**Exercise requirements:**
Transcribe the records below exactly as they appear.

**Data listing:**
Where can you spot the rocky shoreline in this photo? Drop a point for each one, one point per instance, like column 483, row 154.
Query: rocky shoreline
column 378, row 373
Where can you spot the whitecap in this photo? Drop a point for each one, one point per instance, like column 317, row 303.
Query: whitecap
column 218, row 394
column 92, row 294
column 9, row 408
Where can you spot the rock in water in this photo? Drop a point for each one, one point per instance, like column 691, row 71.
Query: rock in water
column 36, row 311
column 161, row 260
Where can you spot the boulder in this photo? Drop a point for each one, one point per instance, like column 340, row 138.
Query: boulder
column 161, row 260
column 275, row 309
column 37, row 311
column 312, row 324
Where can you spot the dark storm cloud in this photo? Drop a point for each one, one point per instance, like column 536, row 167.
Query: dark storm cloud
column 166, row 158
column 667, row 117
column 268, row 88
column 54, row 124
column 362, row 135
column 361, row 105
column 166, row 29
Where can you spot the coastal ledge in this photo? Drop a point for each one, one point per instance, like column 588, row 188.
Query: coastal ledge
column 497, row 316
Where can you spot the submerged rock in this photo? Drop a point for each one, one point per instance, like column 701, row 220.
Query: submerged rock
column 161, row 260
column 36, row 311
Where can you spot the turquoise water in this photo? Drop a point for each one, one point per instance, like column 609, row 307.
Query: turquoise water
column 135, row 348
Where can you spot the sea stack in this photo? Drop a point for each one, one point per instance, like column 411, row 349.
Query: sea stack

**The output:**
Where can you spot the rocky shoreline in this photo? Drop a point for each one, one point per instance, like column 483, row 154.
Query: rocky shoreline
column 378, row 373
Where can you spot the whitecap in this photo? Drop a point for each one, one point per instance, like column 317, row 303.
Query: whitecap
column 218, row 394
column 92, row 294
column 9, row 408
Where can you spot the rock in water in this photo? Drop a point for each one, one point per instance, like column 691, row 71.
Query: rock in water
column 36, row 311
column 161, row 260
Where can you spot the boulder in this photo? Drop a point for each one, one point per instance, like column 340, row 138.
Query: boulder
column 161, row 260
column 275, row 309
column 37, row 311
column 312, row 324
Where can you spot the dark storm cloud in this photo? Drop a point for each one, one point per instance, like column 536, row 167.
Query: dark storm cloud
column 166, row 158
column 667, row 117
column 268, row 88
column 54, row 124
column 362, row 135
column 361, row 105
column 166, row 29
Where can you spot the coastal ledge in this photo? Drop a point for each one, one point per instance, like column 588, row 188.
Query: coastal ledge
column 497, row 316
Where can you spot the submerged rock in this photo? Drop a point for each one, one point per instance, like column 701, row 220.
Query: submerged rock
column 161, row 260
column 36, row 311
Where can you spot the turquoise water in this photo? Drop a point for each one, one point per instance, like column 609, row 307.
Query: turquoise water
column 135, row 348
Where can you spot the sea stack in this photo? Drop a point for each one, one point per instance, like column 411, row 349.
Query: sea stack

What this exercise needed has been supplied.